## BEGIN Data supplied

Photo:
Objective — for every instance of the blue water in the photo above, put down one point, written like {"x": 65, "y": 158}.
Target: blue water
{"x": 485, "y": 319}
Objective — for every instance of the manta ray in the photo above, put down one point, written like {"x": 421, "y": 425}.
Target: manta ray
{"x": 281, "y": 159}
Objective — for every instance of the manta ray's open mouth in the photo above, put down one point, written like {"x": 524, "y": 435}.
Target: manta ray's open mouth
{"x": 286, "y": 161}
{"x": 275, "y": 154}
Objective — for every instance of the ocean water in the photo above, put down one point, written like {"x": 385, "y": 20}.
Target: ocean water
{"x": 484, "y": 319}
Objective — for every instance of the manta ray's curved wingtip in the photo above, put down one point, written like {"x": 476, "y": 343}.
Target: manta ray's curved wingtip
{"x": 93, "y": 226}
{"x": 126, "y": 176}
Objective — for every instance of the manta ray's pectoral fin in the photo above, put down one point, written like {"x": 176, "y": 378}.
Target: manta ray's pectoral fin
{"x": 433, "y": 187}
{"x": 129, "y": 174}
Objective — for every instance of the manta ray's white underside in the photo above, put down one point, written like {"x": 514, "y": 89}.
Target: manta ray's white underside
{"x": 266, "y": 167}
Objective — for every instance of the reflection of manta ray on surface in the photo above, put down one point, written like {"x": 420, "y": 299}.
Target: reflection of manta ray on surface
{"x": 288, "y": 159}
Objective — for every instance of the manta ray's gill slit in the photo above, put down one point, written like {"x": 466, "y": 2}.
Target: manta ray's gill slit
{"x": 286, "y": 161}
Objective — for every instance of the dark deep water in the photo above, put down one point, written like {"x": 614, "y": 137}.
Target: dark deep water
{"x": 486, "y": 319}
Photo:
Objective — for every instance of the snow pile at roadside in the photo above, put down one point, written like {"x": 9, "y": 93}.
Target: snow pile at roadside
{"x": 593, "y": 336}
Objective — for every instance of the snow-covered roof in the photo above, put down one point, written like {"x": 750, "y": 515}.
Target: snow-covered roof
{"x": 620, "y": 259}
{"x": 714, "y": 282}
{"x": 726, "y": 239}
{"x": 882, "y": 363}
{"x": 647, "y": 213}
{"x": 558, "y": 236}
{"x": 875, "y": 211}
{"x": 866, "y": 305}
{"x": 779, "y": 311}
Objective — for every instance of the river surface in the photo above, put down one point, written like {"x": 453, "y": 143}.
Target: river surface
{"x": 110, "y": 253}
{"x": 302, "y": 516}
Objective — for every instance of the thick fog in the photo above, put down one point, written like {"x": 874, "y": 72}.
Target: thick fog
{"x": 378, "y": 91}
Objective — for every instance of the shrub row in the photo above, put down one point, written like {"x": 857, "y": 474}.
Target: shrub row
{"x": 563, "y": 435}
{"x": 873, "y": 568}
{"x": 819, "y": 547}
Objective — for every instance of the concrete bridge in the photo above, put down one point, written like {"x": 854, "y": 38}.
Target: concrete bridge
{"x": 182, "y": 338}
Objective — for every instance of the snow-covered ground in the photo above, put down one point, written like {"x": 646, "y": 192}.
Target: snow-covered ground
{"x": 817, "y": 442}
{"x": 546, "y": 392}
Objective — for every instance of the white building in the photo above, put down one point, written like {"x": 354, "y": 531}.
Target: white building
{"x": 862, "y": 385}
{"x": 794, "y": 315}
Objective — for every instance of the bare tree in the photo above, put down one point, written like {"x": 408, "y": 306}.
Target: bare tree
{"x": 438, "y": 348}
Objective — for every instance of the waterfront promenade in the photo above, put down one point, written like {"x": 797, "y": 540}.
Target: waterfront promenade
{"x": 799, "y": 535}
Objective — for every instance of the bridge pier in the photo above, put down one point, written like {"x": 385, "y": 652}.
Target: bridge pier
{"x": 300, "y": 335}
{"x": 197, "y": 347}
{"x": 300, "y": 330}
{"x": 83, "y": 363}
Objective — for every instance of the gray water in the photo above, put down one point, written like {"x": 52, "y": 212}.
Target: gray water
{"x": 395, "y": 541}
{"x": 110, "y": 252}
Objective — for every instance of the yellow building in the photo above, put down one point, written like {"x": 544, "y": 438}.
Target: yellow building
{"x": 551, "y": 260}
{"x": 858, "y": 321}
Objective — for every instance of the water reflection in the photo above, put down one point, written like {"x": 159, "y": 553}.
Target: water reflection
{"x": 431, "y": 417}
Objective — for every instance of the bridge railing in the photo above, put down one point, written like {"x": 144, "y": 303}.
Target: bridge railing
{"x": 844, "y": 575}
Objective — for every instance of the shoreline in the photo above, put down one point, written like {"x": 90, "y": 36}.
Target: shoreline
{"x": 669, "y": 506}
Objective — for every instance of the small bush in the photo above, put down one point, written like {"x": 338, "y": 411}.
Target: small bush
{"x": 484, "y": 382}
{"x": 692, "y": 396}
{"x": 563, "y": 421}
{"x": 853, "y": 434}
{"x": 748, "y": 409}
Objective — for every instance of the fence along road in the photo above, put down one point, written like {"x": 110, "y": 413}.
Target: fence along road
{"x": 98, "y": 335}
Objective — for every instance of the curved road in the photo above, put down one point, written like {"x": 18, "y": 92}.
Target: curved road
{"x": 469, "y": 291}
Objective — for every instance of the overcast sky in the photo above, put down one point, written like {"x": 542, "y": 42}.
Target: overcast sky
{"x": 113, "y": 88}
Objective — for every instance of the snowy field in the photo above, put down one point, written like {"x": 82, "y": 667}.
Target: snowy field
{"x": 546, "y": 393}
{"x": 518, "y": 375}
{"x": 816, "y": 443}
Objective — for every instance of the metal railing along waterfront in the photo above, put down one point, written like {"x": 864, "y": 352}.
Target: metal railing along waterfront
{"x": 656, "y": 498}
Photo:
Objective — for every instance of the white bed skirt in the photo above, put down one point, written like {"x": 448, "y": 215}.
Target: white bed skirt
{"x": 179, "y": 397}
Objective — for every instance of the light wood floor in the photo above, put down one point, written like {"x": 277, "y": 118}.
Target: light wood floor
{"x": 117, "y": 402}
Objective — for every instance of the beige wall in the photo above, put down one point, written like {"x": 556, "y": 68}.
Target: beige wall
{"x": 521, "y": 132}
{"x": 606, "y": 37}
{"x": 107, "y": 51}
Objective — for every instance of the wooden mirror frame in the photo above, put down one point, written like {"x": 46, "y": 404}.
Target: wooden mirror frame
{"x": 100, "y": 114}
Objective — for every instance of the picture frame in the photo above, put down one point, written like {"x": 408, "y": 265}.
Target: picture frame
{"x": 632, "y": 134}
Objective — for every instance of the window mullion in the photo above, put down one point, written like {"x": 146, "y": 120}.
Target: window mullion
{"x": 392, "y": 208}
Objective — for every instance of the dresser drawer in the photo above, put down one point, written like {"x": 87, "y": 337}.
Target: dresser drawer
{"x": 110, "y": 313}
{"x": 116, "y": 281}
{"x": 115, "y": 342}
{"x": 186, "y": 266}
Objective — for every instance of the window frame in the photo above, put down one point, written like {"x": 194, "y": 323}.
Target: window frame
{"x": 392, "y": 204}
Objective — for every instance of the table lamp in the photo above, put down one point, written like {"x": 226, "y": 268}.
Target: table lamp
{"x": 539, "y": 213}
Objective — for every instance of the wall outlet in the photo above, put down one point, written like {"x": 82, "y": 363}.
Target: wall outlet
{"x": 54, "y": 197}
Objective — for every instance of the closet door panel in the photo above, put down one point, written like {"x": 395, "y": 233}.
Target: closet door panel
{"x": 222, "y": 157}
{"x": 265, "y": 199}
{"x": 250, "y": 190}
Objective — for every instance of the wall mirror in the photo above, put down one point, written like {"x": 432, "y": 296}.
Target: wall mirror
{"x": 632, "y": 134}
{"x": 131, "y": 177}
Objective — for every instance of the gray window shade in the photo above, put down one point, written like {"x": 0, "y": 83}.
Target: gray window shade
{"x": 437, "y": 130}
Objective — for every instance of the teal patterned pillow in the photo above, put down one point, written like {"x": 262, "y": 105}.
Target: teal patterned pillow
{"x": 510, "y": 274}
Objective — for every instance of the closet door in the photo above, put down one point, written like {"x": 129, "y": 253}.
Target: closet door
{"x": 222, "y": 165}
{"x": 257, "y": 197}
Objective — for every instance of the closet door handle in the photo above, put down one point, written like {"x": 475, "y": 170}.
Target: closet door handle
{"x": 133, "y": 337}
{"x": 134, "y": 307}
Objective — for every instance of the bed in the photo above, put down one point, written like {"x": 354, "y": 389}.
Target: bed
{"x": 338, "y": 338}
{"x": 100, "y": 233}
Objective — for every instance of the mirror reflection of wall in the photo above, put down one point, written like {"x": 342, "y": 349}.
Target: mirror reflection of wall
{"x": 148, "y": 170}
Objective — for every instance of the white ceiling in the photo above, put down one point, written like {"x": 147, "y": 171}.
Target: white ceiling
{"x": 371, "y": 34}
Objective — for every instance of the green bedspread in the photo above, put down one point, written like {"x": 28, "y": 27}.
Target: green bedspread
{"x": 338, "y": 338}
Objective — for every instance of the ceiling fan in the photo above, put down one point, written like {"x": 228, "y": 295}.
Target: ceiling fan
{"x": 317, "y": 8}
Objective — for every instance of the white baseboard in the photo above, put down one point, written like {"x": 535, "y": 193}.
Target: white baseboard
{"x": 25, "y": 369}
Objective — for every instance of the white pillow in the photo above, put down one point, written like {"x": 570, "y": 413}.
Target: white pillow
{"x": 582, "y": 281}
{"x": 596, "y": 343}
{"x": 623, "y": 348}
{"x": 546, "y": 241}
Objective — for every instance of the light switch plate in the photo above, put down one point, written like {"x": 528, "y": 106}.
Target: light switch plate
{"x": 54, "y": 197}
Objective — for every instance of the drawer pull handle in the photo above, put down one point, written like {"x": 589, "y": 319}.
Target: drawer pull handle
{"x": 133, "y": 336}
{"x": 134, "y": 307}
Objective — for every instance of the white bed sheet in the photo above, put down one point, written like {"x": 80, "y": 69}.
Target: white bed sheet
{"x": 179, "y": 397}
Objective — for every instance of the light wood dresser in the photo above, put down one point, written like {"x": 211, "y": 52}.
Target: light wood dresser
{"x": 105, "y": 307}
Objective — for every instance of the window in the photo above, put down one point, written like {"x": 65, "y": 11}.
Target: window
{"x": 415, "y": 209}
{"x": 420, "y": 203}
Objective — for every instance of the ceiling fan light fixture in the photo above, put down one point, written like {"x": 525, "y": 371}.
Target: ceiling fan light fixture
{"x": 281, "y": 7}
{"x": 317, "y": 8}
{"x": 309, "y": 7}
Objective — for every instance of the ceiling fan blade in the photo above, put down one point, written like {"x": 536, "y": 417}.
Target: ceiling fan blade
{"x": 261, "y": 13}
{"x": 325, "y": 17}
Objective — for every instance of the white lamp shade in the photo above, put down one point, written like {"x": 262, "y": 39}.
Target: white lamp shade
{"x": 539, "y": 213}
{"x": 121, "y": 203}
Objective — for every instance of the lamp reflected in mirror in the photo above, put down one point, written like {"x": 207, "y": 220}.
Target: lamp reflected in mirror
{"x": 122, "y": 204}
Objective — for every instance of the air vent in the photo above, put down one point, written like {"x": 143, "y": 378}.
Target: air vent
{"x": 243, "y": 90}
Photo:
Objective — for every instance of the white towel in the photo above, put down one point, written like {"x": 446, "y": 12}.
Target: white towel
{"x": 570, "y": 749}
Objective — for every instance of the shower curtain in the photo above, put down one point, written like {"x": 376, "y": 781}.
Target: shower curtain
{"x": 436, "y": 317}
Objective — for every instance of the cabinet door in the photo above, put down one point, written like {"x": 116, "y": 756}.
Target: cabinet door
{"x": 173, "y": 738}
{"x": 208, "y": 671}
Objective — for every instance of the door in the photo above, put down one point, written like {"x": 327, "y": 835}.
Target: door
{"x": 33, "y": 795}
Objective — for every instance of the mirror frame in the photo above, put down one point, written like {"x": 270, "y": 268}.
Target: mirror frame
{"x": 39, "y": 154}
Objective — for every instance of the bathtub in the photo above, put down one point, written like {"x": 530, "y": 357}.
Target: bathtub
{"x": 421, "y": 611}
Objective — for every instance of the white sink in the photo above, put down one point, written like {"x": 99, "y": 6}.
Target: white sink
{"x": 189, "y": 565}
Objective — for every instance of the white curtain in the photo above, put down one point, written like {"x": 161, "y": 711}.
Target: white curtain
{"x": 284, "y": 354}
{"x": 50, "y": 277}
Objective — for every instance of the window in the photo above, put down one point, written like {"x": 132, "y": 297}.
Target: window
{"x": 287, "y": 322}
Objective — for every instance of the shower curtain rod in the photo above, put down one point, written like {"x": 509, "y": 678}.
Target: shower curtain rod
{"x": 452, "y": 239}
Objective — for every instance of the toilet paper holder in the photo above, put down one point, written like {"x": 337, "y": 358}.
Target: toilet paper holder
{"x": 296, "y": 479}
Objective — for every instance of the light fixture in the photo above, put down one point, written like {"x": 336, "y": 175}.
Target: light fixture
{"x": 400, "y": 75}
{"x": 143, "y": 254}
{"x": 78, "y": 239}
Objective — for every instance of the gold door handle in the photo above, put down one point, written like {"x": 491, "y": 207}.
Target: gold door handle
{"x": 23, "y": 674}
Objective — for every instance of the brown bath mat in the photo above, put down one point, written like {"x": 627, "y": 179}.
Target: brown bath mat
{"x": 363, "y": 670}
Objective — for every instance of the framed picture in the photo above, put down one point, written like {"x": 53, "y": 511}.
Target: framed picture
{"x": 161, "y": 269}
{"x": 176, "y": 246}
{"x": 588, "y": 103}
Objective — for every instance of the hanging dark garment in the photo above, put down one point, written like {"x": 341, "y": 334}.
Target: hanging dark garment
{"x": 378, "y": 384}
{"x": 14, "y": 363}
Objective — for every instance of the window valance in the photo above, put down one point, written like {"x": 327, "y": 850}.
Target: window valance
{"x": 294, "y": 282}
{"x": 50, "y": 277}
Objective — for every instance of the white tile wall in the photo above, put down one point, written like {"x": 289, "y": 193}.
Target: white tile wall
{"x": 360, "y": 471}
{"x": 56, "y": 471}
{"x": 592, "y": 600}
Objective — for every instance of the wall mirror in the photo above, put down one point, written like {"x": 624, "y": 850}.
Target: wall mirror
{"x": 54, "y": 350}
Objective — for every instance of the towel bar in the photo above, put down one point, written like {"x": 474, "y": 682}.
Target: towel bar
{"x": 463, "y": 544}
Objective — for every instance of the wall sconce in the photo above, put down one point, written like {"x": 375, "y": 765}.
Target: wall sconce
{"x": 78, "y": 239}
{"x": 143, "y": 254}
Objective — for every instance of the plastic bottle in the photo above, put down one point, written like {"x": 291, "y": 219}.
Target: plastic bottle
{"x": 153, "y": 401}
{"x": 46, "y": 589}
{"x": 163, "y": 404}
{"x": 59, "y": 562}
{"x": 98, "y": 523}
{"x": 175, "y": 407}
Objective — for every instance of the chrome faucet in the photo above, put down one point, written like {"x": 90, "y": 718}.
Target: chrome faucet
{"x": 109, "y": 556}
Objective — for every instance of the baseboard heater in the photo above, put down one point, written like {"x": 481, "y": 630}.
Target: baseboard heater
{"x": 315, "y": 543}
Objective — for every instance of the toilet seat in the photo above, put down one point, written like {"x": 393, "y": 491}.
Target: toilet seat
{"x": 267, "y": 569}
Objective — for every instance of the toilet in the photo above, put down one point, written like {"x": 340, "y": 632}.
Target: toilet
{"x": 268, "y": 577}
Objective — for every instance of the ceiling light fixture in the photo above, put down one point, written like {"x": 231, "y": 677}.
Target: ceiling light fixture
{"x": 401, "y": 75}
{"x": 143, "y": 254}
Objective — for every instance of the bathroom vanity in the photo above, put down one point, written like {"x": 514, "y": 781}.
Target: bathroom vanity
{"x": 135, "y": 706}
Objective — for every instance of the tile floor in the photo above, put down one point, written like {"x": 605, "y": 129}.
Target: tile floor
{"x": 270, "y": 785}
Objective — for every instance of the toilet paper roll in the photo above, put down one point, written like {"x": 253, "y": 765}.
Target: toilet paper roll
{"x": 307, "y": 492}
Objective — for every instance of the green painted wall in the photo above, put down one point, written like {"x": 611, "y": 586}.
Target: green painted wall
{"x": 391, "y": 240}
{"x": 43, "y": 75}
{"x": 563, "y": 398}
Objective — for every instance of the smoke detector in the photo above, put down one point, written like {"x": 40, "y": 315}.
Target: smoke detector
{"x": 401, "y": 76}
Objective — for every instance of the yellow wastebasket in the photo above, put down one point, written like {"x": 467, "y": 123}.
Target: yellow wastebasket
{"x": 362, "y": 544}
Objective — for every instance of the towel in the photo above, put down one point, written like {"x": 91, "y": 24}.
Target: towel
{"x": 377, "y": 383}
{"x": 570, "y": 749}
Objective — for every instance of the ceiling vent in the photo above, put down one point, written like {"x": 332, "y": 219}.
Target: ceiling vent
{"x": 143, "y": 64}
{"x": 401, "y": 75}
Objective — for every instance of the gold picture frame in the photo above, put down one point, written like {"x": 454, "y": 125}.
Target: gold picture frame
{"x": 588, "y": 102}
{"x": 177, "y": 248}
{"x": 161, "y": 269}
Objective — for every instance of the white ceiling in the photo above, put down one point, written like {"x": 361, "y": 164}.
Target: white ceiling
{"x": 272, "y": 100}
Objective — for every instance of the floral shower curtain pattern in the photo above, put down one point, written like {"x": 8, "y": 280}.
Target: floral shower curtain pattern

## END Data supplied

- [Set problem] Give back, unchanged, every line from the one with "Objective — for every instance of the green painted" to the end of the entries above.

- [Response to the exercise]
Objective — for every instance of the green painted wall in the photo above, put down one point, written like {"x": 611, "y": 586}.
Target: green painted wall
{"x": 391, "y": 240}
{"x": 43, "y": 75}
{"x": 563, "y": 398}
Objective — for every instance of the smoke detector in the photo above, put down one point, written like {"x": 40, "y": 315}.
Target: smoke detector
{"x": 401, "y": 76}
Objective — for every instance of the yellow wastebasket in the photo above, put down one point, written like {"x": 467, "y": 123}.
Target: yellow wastebasket
{"x": 362, "y": 544}
Objective — for every instance of the towel in the photo above, put down one point, written like {"x": 91, "y": 24}.
Target: towel
{"x": 377, "y": 383}
{"x": 570, "y": 749}
Objective — for every instance of the ceiling vent in the photo above, put down one point, written like {"x": 332, "y": 219}.
Target: ceiling vent
{"x": 143, "y": 64}
{"x": 401, "y": 75}
Objective — for every instance of the gold picture frame in the photo above, put down one point, written like {"x": 454, "y": 125}.
Target: gold picture frame
{"x": 588, "y": 102}
{"x": 177, "y": 248}
{"x": 161, "y": 269}
Objective — for every instance of the white ceiling in the photo above, put down one point, written like {"x": 361, "y": 164}.
Target: white ceiling
{"x": 272, "y": 100}
Objective — for every instance of the floral shower curtain pattern in the photo above, put down one point, written like {"x": 8, "y": 280}.
Target: floral shower curtain pattern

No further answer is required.